# [ASSIGNMENT]
Extend the blog comments on hiding sadness from friends behind a persona, picking up right after their final sentence.


    All this feeds into other negative self-opinions and self-loathing and, even if you understand the interplay of these factors, stopping the cycle seems a herculean task. There doesn’t seem to be a solution for those in the throes of the problem.

    People like ‘The Persona’.

    1. Thank you very much for your comment. It’s meaningful messages like yours which make me believe that me doing this blog is worthwhile, because I know that I am striking at the heart of important topics which affect real lives. I can understand that there are some toxic friends who will not want to hear about your misfortunes, and then there are others who may genuinely want to help, but, like you said, they feel like they’re not experts may shy away because they feel like they may not be able to help you. Having said that, the latter still mean well when they want you to feel better, but you need to explain to them that what you really needs is someone who will listen. Having said all of that, some friends just plain will not be ready for the emotional conversation, and that’s fine, but you need to talk to people, whether they be experts or close confidants. Seeing as how I only received hits from Canada this evening, I will request that you do speak to a counsellor about this. There is also the National Suicide Prevention Hotline at 1800-273-8255. It’s free, and 24 hours. It’s based in the US but also accessible by Canadians. Please continue to post pertinent perspectives. I look forward to a long and rich dialogue.

  2. “so it is with friends where you absolutely do let your guard down on occasion. At the same time, though—and perhaps this is irrational—you feel like a burden to them when you do so”. John Doe, I believe you hit the nail on the head. Your reply felt raw and true, and, for me, an accurate relation of my emotions.

    There are many of us who do not like to “burden” our friends (and/or family if it is an open respected relationship) with the sadness that has engulfed us, or if they have heard us once, to bring it up again as a recurring conversation for the fear of bringing them down. Or perhaps the fear of hearing, “what do you have to be sad about?” because we don’t have a clear answer to it. It’s a question we have pondered ourselves, multiple times, with no luck. So we keep it all in; we learn to deal and cope with it in our own ways. Yet, the coping does not always work. The negative thoughts and self loathing you speak of, are constant, with positive days few and far between. But we put on a brave face every morning and force ourselves to be social at work or school and continue on displaying our “persona” that everyone is used to. If it is a really bad day, we recluse; we hide from the world, for no one else will understand.

(Data entries)
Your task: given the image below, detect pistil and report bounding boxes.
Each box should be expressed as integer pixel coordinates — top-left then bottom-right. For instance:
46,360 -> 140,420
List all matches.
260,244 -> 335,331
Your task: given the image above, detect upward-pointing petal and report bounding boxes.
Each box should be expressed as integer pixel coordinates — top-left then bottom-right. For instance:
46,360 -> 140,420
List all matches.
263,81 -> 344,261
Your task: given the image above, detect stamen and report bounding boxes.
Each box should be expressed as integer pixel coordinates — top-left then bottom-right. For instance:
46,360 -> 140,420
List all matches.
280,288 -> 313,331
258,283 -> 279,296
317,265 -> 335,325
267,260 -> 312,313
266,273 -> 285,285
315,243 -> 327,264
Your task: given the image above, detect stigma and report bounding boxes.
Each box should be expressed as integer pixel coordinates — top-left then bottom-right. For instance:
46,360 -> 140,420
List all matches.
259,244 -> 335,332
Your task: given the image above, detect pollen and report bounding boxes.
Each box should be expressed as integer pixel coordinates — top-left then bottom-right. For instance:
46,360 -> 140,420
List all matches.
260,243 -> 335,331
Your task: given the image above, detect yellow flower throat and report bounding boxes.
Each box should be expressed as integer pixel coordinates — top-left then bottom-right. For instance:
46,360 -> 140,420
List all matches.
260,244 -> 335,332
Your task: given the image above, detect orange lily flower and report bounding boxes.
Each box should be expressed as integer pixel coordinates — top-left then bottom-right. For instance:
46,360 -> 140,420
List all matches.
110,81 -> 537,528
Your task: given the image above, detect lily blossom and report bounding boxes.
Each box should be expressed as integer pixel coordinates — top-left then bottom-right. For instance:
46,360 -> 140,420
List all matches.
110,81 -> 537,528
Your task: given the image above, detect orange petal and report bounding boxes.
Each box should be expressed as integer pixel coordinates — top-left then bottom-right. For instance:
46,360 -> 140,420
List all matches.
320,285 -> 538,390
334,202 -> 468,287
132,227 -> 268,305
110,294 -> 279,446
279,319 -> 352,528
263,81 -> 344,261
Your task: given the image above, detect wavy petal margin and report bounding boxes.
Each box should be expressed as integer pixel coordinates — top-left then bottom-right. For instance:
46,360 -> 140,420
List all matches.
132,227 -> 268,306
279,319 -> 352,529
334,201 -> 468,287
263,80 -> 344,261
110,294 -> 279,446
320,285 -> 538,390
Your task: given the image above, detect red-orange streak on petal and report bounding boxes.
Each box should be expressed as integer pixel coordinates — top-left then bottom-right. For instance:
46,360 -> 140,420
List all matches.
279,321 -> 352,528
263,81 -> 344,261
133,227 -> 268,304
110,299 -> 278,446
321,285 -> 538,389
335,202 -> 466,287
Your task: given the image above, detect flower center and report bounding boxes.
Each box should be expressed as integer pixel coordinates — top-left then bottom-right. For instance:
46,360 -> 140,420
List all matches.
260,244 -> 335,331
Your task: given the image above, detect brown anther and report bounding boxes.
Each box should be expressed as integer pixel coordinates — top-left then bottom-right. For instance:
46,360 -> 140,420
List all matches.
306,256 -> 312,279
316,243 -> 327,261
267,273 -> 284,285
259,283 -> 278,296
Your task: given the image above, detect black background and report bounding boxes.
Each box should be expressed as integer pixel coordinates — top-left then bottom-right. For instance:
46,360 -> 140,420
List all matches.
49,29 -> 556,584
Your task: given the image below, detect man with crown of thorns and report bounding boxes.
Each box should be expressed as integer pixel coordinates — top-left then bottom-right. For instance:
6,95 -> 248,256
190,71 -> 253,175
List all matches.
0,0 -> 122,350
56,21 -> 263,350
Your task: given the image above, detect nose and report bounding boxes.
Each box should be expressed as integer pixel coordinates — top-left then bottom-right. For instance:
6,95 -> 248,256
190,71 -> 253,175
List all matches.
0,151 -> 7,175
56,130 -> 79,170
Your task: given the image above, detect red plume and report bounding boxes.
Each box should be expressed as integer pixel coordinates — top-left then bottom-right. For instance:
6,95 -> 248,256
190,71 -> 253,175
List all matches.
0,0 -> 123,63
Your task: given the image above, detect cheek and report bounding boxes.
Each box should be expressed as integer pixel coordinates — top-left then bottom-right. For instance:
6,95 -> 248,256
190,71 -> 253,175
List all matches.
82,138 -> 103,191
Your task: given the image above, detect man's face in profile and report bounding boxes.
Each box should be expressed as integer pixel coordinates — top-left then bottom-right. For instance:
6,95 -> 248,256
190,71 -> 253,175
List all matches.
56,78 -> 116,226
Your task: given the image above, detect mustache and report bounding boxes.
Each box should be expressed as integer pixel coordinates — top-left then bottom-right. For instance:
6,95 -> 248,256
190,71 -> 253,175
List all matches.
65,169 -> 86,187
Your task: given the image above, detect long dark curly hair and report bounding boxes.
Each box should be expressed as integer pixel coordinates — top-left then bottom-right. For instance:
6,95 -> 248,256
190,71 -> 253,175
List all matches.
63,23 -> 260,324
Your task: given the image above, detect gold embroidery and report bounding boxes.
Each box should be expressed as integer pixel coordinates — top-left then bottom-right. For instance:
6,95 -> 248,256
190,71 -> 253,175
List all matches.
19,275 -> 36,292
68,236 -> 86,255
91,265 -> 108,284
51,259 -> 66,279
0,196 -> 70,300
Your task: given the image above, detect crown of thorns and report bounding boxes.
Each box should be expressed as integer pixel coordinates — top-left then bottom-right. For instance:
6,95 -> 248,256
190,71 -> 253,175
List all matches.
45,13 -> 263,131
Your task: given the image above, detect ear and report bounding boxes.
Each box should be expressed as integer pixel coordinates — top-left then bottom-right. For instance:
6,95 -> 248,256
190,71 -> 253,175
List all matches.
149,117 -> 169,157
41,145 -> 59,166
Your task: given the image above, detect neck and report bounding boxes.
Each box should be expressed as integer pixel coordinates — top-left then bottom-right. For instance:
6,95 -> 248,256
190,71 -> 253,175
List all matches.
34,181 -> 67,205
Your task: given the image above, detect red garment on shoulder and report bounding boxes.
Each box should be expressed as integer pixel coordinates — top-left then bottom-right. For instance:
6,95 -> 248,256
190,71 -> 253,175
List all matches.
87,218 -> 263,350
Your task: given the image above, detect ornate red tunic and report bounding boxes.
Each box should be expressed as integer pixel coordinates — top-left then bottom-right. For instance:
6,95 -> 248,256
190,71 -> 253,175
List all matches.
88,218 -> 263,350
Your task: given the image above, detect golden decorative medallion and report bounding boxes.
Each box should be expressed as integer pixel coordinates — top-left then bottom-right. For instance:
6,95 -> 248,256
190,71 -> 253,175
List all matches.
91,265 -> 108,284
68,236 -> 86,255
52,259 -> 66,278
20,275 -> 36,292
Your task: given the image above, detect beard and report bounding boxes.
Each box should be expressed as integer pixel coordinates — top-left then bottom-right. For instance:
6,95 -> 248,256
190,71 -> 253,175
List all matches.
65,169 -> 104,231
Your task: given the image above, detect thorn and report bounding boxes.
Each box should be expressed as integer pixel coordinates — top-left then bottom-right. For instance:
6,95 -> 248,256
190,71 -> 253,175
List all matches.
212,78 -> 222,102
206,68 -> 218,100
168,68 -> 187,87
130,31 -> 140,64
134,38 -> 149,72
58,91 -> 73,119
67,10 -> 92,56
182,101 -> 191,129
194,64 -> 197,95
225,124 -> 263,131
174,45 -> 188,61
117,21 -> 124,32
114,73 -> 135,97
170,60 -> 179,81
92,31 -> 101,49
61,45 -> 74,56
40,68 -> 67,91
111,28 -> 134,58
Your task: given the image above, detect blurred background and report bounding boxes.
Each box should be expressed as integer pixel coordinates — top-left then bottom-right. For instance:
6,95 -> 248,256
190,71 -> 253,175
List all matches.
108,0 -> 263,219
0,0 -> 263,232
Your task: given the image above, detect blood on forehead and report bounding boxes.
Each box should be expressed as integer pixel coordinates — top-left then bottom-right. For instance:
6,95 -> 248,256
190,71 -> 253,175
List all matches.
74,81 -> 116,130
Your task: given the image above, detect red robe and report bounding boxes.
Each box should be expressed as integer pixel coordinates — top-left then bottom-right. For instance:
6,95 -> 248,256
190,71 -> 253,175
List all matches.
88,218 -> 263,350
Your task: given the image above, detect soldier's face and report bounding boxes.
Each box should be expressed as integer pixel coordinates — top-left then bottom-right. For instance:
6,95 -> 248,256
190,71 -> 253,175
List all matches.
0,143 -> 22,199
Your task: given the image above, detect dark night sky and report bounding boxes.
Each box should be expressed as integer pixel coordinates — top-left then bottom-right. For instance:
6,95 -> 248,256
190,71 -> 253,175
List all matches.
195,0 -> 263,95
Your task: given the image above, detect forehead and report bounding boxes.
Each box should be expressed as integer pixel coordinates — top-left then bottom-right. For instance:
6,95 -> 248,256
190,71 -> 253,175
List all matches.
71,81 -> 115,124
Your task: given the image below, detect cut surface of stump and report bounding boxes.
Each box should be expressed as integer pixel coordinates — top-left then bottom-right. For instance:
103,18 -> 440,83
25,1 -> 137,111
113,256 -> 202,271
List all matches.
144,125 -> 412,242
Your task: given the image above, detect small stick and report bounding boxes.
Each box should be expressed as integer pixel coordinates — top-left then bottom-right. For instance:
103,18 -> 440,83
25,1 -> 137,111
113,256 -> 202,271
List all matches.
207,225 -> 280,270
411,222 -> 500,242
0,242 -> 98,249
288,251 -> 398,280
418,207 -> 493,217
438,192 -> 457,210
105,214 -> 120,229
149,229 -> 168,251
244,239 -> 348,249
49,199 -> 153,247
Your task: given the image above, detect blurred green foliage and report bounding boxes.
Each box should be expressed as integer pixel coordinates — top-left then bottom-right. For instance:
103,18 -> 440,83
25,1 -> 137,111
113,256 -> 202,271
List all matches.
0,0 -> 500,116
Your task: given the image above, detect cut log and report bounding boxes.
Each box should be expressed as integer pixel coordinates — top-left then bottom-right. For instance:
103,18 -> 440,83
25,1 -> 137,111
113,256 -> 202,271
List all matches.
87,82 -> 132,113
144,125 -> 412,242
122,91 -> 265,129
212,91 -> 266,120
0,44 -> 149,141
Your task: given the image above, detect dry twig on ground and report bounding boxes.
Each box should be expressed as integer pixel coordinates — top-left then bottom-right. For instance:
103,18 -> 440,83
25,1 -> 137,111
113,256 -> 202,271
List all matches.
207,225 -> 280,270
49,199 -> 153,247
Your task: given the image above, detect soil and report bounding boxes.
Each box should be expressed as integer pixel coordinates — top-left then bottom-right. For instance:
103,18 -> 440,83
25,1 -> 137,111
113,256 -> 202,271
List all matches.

# [TASK ANSWER]
    There are many of us who feel this way, but no one is willing to accept that it is a raw human emotion that should be discussed openly. There is a public stigma, and that stigma keeps us at bay. Depression and anxiety is felt be many, if not everyone, in one form or another at some point in their lives. But the thought that your current issues are not “big enough” for discussion and should be dealt with on your own is wrong. Issues that haunt us may be easy for others but hard for us to deal with, that does not mean we undermine our issues. Our personal demons are the scariest, and the one way I have learnt to deal with them is to talk about them. If not a close friend, a sibling, or someone you trust, reaching out to a counselor, an anonymous helpline, or online where you can vent to someone who is wiling to hear YOU is a first step. I have used all of the above to find what outlet works best for me, and I will admit it here, some do and some don’t. It may have started off with discussions with close friends, but then at some point it moved from just friends to a counselor. But it’s what works best for YOU. I will not say you will never have to put up the “persona” that people love, but at least you know that the true you is also being heard by someone.

    John Doe please do not feel alone! There are many of us, and even if it is one voice at a time, it will help us stay afloat. Thank you for describing me so eloquently, and at the same time, I hope you will find will solace in numbers.